Reproduce the complete listing without any deviation.

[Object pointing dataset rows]
.....
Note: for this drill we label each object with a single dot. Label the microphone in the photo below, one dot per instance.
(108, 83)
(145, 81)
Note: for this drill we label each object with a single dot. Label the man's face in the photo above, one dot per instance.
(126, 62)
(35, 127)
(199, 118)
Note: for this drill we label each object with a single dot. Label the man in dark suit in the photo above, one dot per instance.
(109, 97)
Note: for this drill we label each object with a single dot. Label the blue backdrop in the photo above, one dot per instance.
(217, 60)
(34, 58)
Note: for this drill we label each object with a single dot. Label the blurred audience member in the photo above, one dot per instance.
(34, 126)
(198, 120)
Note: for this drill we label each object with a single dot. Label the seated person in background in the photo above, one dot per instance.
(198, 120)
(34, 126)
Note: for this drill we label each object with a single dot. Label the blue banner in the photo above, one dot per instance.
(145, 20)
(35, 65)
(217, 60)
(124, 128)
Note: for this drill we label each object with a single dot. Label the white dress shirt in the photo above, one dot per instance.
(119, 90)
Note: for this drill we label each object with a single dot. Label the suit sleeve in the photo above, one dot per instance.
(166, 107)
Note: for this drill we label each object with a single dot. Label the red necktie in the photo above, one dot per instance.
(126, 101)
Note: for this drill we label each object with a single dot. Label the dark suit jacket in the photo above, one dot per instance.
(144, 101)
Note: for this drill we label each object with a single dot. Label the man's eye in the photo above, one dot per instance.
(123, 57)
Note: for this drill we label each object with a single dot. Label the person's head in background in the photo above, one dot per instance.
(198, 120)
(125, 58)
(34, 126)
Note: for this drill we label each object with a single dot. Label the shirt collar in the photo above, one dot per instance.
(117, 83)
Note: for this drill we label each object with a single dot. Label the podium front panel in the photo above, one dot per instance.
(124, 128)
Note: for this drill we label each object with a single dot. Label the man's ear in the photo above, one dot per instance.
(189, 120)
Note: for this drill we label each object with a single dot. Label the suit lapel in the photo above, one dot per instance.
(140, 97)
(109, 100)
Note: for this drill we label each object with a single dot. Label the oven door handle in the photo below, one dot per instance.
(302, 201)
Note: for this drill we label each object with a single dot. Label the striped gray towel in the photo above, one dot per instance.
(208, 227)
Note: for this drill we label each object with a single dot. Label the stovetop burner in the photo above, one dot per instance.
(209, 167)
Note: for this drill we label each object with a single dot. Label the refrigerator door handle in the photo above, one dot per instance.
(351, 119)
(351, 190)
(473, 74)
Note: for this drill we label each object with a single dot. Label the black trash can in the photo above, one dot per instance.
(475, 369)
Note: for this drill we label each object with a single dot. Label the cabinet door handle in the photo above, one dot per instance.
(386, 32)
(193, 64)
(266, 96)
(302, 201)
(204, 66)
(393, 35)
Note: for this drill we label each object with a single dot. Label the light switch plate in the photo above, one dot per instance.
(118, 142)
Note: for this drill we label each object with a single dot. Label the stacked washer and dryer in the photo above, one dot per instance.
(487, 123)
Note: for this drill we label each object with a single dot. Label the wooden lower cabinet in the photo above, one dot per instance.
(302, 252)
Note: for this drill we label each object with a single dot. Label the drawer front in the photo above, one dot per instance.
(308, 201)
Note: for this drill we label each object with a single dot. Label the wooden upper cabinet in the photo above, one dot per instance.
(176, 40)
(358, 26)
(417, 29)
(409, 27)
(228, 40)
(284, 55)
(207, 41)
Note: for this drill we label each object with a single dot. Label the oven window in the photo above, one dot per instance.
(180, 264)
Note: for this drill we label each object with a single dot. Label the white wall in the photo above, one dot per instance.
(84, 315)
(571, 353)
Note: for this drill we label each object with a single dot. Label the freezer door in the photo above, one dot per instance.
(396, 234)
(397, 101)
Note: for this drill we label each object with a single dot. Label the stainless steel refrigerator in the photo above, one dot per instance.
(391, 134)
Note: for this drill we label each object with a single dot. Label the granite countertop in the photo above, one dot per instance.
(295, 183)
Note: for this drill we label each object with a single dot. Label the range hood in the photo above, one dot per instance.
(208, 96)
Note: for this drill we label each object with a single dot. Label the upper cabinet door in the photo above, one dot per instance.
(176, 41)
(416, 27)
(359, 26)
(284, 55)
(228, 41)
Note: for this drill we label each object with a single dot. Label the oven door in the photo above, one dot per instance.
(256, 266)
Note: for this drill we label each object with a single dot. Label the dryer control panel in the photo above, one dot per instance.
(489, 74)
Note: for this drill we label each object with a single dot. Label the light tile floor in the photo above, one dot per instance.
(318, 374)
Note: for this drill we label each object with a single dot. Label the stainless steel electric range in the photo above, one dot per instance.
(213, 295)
.....
RESULT BELOW:
Note: for this drill we label each object with a single dot. Label the microphone in the photo below, one dot per instance.
(108, 83)
(145, 81)
Note: for this drill we label each object with a single dot. Label the man's face in the photo above, one dot per instance.
(126, 62)
(35, 127)
(199, 118)
Note: for this drill we label each object with a single dot. Label the man in dark suit in the photo above, one dot per instance.
(109, 97)
Note: for this drill we label each object with a single dot. Label the blue backdrop in the photo above, one dot per instance.
(217, 60)
(34, 58)
Note: for this drill we label each object with a single dot. Label the blurred audience member in the photo above, one dot per instance.
(34, 126)
(198, 120)
Note: for this drill we label each object with a single dot. Label the seated person in background in the photo above, one dot per instance.
(198, 120)
(34, 126)
Note: for this drill we label each object with a single dot. Label the blue banner in the photo above, one dot per instance.
(145, 20)
(35, 65)
(217, 60)
(124, 128)
Note: for this drill we label each object with a single dot. Label the white dress shirt in the photo above, one dot per instance.
(119, 90)
Note: for this drill we label each object with a single dot. Label the suit sleeve in the photo above, one dot per instance.
(166, 107)
Note: for this drill we label each object with a single dot. Label the red necktie in the photo above, one dot per instance.
(126, 101)
Note: for this drill we label each object with a single dot. Label the dark suit jacket in the photo above, one dot per instance.
(144, 101)
Note: for this drill we label each object with a single dot. Label the man's eye in the photo above, one dot per instance.
(123, 57)
Note: for this drill we label each object with a single dot. Label the person's head in background in the photo above, one dot per instance.
(198, 120)
(125, 58)
(34, 126)
Note: for this drill we label each object with a single dot. Label the shirt collar in the photo above, one dot per instance.
(117, 83)
Note: for this drill we label each object with a single dot. Label the podium front panel in the photo above, one dot per instance.
(124, 128)
Note: for this drill we label each object with a single dot. Label the man's ear in the photo above, one dot per instance.
(189, 120)
Note: for this drill we label each object with a single dot. Label the suit lapel in the photo above, one dot per instance.
(140, 97)
(109, 100)
Note: for this drill we label each object with a single dot. Label the oven door handle in the photo below, one dot per instance.
(302, 201)
Note: for this drill we label each object with a single dot. Label the striped gray towel in the photo above, one dot per instance.
(208, 227)
Note: for this drill we label each object with a single dot. Label the stovetop burner in the photo above, one dot per instance.
(209, 167)
Note: for this drill we label each object with a single dot. Label the refrigerator door handle in the photo above, one dot per instance.
(351, 119)
(351, 190)
(473, 74)
Note: for this drill we label each object with a single dot. Label the black trash can in the photo above, one dot per instance.
(475, 369)
Note: for this drill we label each object with a single dot. Label the cabinet door handle in the photo above, one dot per instance.
(386, 32)
(193, 64)
(266, 96)
(302, 201)
(204, 66)
(393, 35)
Note: for this drill we label each object with a single dot. Label the light switch plate in the photo above, one dot per instance.
(118, 142)
Note: for this drill we label each object with a single dot. Label the stacked washer and dryer in the photo above, one dot per instance.
(487, 123)
Note: for this drill we label each object with a single dot. Label the wooden lower cabinet in the photo above, one dot per instance.
(302, 252)
Note: for this drill we label each object with a single dot. Label the drawer front in the photo above, one dot per instance.
(308, 201)
Note: for this drill we label each object with a single dot. Label the wooden upper cabinet in the photo above, one dot per instance.
(176, 40)
(358, 26)
(417, 29)
(409, 27)
(228, 40)
(284, 55)
(207, 41)
Note: for this drill we label each object with a single dot. Label the oven window in the photo above, one dot per instance.
(180, 264)
Note: for this drill we label each object with a single dot. Label the white wall in the photo above, one dot per instance.
(84, 315)
(571, 353)
Note: for this drill we label each object with a single dot. Label the freezer door in the photo above, one dot per instance.
(396, 234)
(397, 101)
Note: for this drill we label each object with a single dot. Label the stainless steel refrigerator in the photo above, one dot per instance.
(391, 134)
Note: for this drill we label each object with a single dot. Label the granite countertop in the photo above, one dot per instance.
(295, 183)
Note: for this drill we label each object with a single dot. Label the range hood in the photo above, one dot per instance.
(208, 96)
Note: for this drill we label each object with a single dot. Label the upper cabinet door in the photo above, one dot per instance.
(176, 41)
(416, 27)
(359, 26)
(284, 55)
(228, 41)
Note: for this drill we label each object with a single dot. Label the oven door in the photo above, one dot per instance.
(256, 266)
Note: for this drill we label each object with a single dot. Label the dryer control panel in the photo above, one dot per instance.
(489, 74)
Note: for this drill we label each object with a single dot. Label the light tile floor in the photo above, one dot per instance.
(318, 374)
Note: for this drill we label each object with a single dot. Label the stainless steel electric range in the photo above, one dot per instance.
(213, 295)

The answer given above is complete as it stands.